__EXERCISE REQUIREMENTS__:
Answer these questions from the abstract on surgery for treatment-refractory OCD:
1. On how many articles were the random effects meta-analyses performed?
2. What responder rate is given for DBS at last follow-up?
3. Which adverse event was reported at a statistically significant higher rate in studies on DBS?

__EXCERPT TO READ__:
PublicationsDeep brain stimulation versus ablative surgery for treatment-refractory obsessive-compulsive disorder
OBJECTIVE: Ablative surgery (ABL) and deep brain stimulation (DBS) are last-resort treatment options for patients suffering from treatment-refractory obsessive-compulsive disorder (OCD). The aim of this study was to conduct an updated meta-analysis comparing the clinical outcomes of the ablative procedures capsulotomy and cingulotomy and deep brain stimulation.
METHODS: We conducted a PubMed search to identify all clinical trials on capsulotomy, cingulotomy and DBS. Random effects meta-analyses were performed on 38 articles with a primary focus on efficacy in reducing OCD symptoms as measured by a reduction in the Yale-Brown Obsessive Compulsive Scale (Y-BOCS) score and the responder rate (≥35% reduction in Y-BOCS score).
RESULTS: With responder rates of 48% and 53% after 12-16 months and 56% and 57% at last follow-up for ABL and DBS, respectively, and large effect-sizes in the reduction in YBOCS scores, both surgical modalities show effectiveness in treating refractory OCD. Meta-regression did not show a statistically significant difference between ABL and DBS regarding these outcomes. Regarding adverse events, a statistically significant higher rate of impulsivity is reported in studies on DBS.
CONCLUSION: This meta-analysis shows equal efficacy of ABL and DBS in the treatment of refractory OCD. For now, the choice of intervention should, therefore, rely on factors such as risk of developing impulsivity, patient preferences and experiences of psychiatrist and neurosurgeon. Future research should provide more insight regarding differences between ABL and DBS and response prediction following direct comparisons between the surgical modalities, to enable personalized and legitimate choices between ABL and DBS.

__INFORMATION PROVIDED__:
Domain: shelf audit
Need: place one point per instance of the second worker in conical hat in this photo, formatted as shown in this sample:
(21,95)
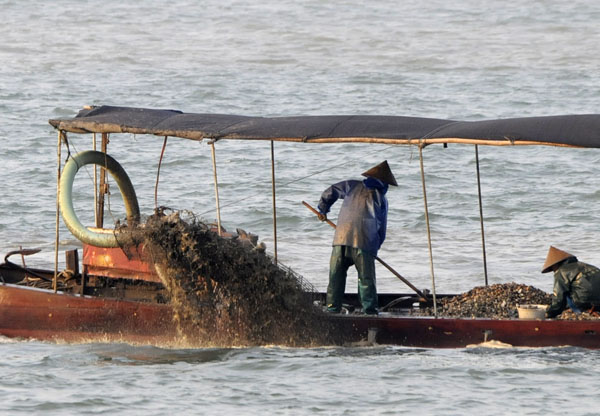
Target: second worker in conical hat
(360,231)
(576,284)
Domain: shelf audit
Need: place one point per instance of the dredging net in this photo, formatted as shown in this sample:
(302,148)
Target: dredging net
(227,291)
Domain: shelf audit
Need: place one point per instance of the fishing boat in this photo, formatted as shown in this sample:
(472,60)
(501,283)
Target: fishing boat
(111,296)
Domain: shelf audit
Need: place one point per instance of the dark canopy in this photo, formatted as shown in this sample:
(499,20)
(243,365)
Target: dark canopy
(566,130)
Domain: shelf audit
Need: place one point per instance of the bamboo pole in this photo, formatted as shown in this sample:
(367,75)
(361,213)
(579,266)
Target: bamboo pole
(102,191)
(212,145)
(481,215)
(61,134)
(274,199)
(428,231)
(162,153)
(95,182)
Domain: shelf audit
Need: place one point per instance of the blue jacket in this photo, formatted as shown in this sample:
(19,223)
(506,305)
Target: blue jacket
(362,220)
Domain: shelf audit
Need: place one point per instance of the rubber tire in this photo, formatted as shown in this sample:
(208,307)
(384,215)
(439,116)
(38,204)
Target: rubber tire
(66,202)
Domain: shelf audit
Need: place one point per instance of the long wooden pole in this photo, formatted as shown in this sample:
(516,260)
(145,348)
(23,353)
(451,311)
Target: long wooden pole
(383,263)
(481,215)
(212,148)
(57,240)
(274,199)
(428,232)
(95,182)
(102,189)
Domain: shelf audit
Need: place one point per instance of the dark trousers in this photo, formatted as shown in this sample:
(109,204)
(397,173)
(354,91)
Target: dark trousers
(342,257)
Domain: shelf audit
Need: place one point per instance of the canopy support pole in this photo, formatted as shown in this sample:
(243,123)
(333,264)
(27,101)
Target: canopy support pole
(103,186)
(274,199)
(212,148)
(428,231)
(95,180)
(162,153)
(61,134)
(481,215)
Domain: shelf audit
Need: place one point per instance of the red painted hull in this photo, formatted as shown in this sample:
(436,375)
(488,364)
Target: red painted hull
(44,315)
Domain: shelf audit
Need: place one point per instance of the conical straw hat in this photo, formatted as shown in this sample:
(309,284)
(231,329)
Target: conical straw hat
(554,256)
(382,172)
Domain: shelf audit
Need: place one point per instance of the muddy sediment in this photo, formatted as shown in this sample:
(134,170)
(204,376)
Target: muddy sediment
(227,291)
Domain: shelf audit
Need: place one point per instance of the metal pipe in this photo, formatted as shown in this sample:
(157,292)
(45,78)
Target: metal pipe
(481,214)
(274,199)
(57,230)
(212,145)
(428,231)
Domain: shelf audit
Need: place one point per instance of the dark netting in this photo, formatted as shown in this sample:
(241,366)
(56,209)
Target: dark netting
(227,292)
(572,130)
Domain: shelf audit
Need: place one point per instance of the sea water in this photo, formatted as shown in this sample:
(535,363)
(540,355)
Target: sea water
(466,60)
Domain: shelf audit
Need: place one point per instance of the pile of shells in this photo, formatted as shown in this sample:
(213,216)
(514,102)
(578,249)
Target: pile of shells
(494,301)
(584,316)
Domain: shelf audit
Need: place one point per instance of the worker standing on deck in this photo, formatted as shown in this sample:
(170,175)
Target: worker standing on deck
(576,284)
(360,231)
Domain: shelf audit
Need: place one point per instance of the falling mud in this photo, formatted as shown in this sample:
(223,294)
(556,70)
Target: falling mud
(227,291)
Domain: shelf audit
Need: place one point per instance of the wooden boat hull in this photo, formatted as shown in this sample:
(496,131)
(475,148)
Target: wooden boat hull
(45,315)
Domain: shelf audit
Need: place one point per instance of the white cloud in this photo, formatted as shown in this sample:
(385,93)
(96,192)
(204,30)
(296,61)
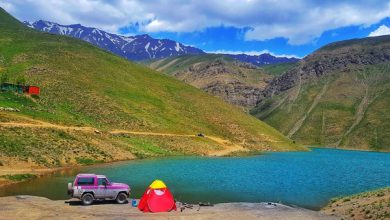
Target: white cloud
(253,53)
(299,21)
(382,30)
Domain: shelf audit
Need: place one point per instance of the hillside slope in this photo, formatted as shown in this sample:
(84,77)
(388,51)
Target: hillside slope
(235,82)
(337,96)
(82,85)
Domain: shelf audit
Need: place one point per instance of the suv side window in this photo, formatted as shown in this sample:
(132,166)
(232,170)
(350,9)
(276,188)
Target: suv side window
(83,181)
(102,182)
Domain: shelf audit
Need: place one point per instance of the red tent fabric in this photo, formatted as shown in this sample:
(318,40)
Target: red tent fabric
(157,200)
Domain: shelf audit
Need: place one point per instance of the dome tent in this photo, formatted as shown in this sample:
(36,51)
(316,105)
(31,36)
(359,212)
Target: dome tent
(157,198)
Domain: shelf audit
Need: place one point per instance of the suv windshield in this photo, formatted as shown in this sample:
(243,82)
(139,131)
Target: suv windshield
(103,182)
(83,181)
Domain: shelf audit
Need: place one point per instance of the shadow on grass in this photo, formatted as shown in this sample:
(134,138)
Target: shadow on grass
(97,202)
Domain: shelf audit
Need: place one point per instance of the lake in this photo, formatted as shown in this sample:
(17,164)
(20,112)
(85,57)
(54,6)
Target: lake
(305,179)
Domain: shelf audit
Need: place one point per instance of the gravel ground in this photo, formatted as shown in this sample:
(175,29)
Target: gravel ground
(31,207)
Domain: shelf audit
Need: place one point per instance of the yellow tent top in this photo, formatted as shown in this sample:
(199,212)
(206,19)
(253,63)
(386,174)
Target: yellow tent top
(158,184)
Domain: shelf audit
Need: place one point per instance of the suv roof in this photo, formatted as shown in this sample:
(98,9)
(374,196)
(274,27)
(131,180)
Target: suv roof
(86,175)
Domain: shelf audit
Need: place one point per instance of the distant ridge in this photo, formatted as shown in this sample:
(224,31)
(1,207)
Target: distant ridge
(142,47)
(139,47)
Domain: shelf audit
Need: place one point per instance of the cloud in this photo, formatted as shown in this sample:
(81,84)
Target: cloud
(298,21)
(253,53)
(382,30)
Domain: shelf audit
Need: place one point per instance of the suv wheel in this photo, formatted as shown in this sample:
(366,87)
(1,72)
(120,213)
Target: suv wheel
(87,199)
(121,198)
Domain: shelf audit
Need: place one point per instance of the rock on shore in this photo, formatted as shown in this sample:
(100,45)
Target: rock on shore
(31,207)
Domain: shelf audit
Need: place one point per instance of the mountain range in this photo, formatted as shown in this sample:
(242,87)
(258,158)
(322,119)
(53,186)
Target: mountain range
(142,47)
(97,107)
(336,96)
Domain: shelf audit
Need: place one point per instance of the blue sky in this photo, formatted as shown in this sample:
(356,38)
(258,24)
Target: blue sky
(283,27)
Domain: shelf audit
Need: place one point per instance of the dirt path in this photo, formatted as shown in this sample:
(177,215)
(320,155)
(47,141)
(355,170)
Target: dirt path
(228,146)
(361,110)
(30,207)
(299,123)
(167,65)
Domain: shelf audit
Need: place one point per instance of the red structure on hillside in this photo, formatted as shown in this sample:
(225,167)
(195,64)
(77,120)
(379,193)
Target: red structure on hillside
(32,90)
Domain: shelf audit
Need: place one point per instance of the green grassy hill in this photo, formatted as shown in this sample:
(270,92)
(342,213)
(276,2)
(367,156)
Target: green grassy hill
(338,96)
(82,85)
(235,82)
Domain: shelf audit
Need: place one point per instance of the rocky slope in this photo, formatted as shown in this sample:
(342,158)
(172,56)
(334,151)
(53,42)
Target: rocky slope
(142,47)
(139,47)
(262,59)
(368,205)
(235,82)
(337,96)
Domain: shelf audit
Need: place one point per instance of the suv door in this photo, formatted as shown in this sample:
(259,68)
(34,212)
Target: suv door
(102,188)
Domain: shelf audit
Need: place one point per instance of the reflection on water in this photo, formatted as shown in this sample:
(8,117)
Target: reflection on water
(307,179)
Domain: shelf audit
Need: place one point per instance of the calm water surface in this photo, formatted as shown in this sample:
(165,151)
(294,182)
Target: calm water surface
(306,179)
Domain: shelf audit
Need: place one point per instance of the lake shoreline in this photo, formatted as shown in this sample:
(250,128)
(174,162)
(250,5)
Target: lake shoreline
(44,171)
(42,208)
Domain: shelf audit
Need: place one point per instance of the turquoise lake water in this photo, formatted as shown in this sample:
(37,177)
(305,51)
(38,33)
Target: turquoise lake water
(306,179)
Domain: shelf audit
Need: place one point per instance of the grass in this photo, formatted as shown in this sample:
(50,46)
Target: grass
(82,85)
(19,177)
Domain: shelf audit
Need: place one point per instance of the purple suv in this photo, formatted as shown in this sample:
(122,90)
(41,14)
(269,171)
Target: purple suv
(90,187)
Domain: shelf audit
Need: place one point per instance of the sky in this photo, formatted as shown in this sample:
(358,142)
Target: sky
(291,28)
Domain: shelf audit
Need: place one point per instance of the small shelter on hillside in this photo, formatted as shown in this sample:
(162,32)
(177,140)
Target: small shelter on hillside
(32,90)
(157,198)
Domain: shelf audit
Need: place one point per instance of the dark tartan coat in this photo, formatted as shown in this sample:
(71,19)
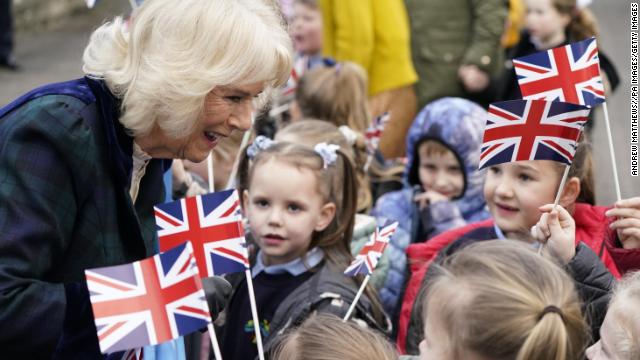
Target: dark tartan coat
(65,169)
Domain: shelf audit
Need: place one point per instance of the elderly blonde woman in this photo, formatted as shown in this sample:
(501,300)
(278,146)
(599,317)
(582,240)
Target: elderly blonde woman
(81,162)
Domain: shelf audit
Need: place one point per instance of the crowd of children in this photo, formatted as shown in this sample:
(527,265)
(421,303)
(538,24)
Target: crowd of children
(482,265)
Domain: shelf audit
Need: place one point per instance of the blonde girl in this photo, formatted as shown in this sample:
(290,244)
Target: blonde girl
(500,300)
(291,196)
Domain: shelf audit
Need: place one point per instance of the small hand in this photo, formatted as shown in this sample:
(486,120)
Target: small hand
(473,79)
(557,229)
(428,197)
(627,223)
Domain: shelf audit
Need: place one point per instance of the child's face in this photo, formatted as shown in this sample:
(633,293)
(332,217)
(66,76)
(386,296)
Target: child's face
(440,173)
(544,21)
(306,30)
(605,348)
(514,192)
(436,344)
(284,208)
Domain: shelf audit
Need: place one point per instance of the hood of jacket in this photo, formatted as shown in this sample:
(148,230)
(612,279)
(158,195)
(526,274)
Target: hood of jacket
(458,124)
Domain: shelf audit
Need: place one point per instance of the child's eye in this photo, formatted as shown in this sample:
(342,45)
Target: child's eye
(454,169)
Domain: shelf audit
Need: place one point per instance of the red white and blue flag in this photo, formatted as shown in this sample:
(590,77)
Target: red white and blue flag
(531,130)
(568,73)
(213,224)
(367,260)
(374,132)
(147,302)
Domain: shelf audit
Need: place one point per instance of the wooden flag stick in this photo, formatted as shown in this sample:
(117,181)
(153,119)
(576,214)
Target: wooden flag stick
(558,194)
(613,155)
(210,172)
(355,300)
(254,313)
(214,342)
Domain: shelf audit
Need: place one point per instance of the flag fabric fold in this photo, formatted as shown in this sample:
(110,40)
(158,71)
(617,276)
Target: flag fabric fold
(569,73)
(367,260)
(213,224)
(147,302)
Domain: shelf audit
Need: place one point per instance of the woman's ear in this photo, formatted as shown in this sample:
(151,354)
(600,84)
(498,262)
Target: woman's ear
(327,213)
(570,192)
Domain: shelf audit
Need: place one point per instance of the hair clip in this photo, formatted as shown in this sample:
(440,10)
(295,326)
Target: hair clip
(327,152)
(260,143)
(349,134)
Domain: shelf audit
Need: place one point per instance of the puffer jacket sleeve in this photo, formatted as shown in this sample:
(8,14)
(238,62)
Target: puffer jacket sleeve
(396,206)
(594,283)
(487,27)
(445,216)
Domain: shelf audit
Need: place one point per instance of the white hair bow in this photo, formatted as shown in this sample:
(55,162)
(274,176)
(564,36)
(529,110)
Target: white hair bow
(328,152)
(260,143)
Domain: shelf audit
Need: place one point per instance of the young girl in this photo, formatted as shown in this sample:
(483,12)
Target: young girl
(338,95)
(311,132)
(324,337)
(514,193)
(291,200)
(444,187)
(500,300)
(620,331)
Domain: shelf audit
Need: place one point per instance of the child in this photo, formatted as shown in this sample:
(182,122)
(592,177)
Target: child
(323,337)
(444,186)
(311,132)
(500,300)
(515,193)
(306,28)
(549,24)
(338,95)
(291,200)
(620,331)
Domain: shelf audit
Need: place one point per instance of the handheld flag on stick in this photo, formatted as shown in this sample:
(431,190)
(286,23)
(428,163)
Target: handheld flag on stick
(366,261)
(569,73)
(372,136)
(213,224)
(149,301)
(531,130)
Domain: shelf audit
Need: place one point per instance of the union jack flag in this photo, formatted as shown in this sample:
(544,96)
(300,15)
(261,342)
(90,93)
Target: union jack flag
(213,224)
(147,302)
(366,261)
(374,132)
(531,130)
(568,73)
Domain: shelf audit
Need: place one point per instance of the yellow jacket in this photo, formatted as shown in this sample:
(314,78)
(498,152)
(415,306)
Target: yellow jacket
(374,34)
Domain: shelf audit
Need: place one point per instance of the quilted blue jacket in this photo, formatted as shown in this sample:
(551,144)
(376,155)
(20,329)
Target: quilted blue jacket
(458,124)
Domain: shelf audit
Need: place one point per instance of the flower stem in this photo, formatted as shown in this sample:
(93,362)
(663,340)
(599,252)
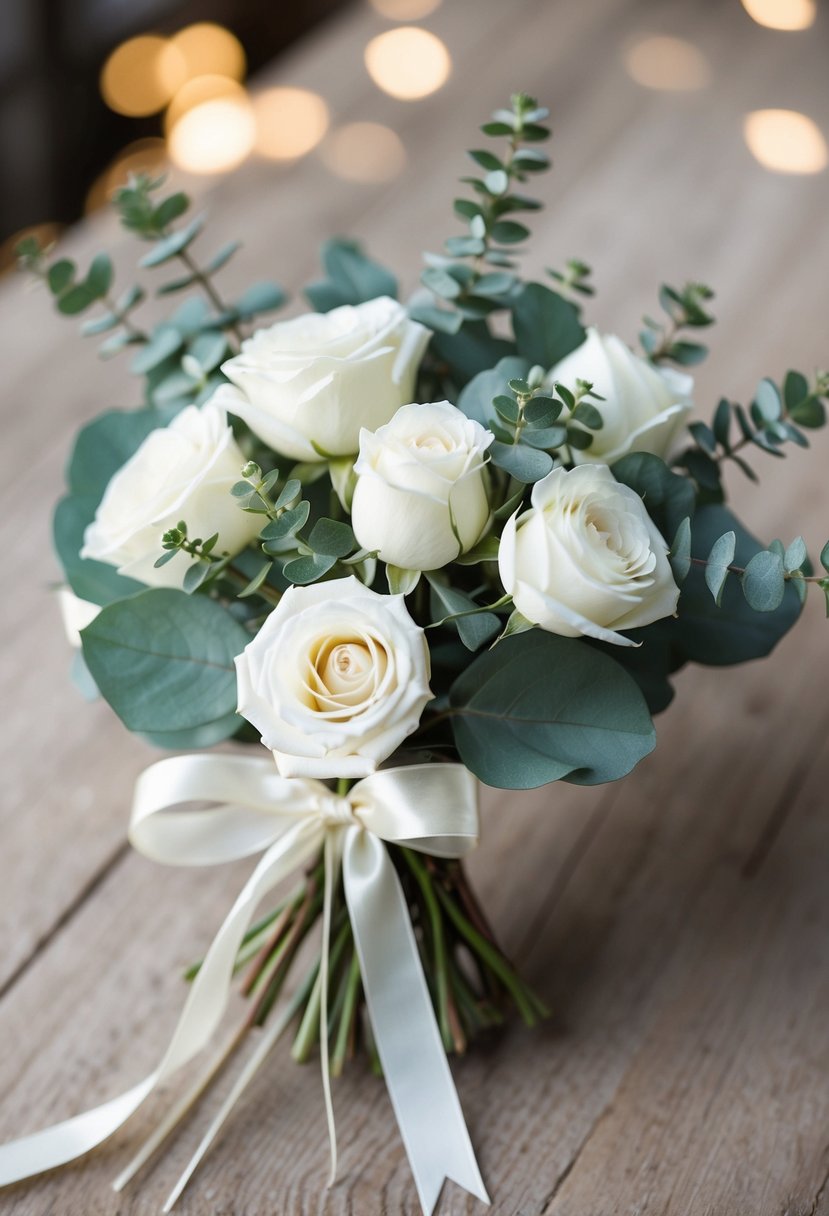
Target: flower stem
(530,1007)
(446,1011)
(206,282)
(347,1026)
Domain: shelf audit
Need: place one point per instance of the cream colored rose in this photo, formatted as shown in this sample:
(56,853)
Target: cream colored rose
(586,557)
(644,407)
(334,680)
(184,471)
(320,377)
(75,614)
(421,497)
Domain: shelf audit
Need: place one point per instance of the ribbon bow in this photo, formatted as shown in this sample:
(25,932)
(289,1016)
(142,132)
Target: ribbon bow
(429,808)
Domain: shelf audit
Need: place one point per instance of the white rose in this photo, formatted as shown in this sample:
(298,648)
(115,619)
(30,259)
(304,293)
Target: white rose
(75,614)
(334,680)
(320,377)
(421,495)
(644,407)
(184,471)
(586,558)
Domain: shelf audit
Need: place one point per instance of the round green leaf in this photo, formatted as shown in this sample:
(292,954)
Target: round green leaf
(537,708)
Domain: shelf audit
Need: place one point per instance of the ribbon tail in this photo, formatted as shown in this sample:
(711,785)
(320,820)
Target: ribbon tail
(199,1018)
(330,861)
(417,1074)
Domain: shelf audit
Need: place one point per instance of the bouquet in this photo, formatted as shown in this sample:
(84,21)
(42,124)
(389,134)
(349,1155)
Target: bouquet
(407,547)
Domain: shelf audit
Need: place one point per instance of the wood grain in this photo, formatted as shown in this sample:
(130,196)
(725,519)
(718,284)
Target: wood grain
(678,922)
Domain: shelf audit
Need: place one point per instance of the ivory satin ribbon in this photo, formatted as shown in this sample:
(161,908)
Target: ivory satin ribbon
(429,808)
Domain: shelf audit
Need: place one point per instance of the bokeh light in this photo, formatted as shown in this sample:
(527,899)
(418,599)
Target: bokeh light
(141,156)
(195,93)
(782,13)
(213,134)
(785,141)
(46,234)
(409,62)
(364,152)
(207,49)
(141,76)
(669,63)
(405,10)
(289,122)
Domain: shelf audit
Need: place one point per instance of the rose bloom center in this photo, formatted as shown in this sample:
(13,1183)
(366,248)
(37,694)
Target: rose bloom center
(436,444)
(345,673)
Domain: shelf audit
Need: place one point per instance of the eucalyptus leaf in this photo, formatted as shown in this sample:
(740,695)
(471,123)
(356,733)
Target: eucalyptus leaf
(479,393)
(332,538)
(547,326)
(669,499)
(795,555)
(763,581)
(164,342)
(164,659)
(171,246)
(720,558)
(264,297)
(475,629)
(539,708)
(522,462)
(303,570)
(681,551)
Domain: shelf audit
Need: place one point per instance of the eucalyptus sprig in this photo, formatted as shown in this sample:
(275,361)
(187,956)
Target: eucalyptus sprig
(762,579)
(686,309)
(74,293)
(462,276)
(536,422)
(776,417)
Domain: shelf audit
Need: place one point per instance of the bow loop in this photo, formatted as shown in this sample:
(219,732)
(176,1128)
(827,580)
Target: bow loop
(430,808)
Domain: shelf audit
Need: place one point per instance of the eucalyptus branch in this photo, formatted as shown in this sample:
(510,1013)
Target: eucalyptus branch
(204,280)
(474,274)
(686,309)
(777,415)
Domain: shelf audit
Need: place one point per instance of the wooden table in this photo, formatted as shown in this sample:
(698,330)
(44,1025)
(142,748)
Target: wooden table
(677,922)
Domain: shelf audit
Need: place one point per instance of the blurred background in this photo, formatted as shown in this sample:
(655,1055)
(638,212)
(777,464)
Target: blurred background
(94,89)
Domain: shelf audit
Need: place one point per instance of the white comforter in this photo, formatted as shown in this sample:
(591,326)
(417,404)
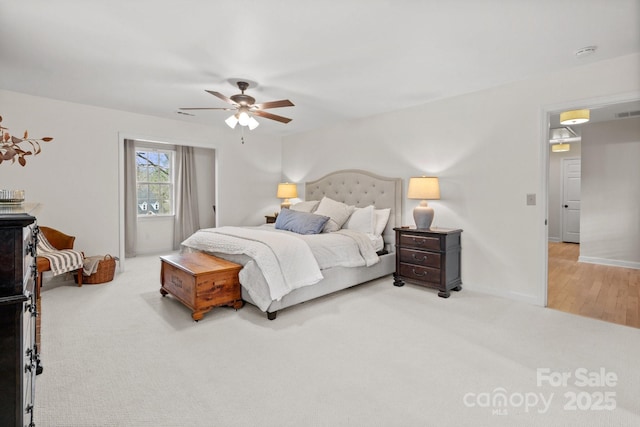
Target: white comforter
(284,260)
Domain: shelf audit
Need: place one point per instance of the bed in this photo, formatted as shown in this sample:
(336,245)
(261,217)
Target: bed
(352,187)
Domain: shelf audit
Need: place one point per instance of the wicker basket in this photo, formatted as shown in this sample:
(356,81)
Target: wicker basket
(105,272)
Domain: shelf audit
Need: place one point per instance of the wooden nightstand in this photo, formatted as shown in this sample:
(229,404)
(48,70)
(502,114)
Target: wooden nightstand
(428,258)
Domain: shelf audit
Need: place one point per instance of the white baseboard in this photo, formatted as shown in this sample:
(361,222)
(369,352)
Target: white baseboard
(611,262)
(517,296)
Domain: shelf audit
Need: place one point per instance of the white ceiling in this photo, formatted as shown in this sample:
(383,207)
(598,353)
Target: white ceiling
(335,59)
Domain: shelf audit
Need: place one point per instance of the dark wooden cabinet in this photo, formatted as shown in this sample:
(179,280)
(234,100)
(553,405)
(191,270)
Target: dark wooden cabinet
(429,258)
(19,358)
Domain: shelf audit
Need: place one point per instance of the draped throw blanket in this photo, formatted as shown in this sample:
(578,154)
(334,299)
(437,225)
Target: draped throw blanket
(287,262)
(61,261)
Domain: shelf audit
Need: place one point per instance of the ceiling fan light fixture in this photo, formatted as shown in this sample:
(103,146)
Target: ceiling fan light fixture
(232,121)
(243,117)
(574,117)
(253,123)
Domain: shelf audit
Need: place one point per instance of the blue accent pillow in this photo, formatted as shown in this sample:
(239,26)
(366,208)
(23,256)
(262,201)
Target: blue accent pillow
(300,222)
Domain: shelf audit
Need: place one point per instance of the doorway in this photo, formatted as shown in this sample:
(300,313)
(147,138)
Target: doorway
(570,220)
(577,284)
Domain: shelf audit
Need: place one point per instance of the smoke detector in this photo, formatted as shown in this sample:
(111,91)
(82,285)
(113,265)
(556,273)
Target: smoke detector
(585,51)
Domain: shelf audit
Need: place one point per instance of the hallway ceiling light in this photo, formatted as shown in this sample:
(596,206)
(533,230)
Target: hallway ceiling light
(574,117)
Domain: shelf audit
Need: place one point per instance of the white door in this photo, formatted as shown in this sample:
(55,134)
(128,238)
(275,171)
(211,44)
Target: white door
(571,200)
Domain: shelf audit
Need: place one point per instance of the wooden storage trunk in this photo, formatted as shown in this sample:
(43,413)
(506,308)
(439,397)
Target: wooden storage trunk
(200,281)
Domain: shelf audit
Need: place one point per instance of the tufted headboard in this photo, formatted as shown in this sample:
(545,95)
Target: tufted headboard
(361,188)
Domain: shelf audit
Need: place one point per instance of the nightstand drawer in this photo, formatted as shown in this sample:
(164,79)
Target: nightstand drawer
(419,242)
(422,274)
(427,259)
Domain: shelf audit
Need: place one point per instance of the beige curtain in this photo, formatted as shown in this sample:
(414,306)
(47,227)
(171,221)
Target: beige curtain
(130,200)
(187,220)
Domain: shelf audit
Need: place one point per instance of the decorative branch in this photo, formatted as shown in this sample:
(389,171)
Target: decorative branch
(10,147)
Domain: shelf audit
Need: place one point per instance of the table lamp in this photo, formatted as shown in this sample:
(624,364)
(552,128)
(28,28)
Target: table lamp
(423,188)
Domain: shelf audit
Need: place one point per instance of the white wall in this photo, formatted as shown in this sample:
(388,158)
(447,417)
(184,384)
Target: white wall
(489,149)
(76,177)
(610,207)
(555,189)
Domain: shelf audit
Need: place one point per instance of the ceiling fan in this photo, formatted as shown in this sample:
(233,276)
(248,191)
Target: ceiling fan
(246,107)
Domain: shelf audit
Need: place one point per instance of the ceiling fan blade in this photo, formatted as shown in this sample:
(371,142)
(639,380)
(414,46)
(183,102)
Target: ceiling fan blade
(206,108)
(221,96)
(274,104)
(271,116)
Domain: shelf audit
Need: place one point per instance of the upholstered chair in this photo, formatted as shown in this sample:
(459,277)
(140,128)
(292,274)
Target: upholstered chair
(60,241)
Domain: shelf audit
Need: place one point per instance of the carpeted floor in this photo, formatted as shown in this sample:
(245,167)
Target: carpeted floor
(119,354)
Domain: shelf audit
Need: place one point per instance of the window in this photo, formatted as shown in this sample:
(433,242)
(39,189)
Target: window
(154,181)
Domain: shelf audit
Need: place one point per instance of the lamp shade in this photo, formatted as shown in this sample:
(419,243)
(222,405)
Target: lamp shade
(574,117)
(424,188)
(287,190)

__WRITTEN SOLUTION__:
1. 38
2. 57%
3. Impulsivity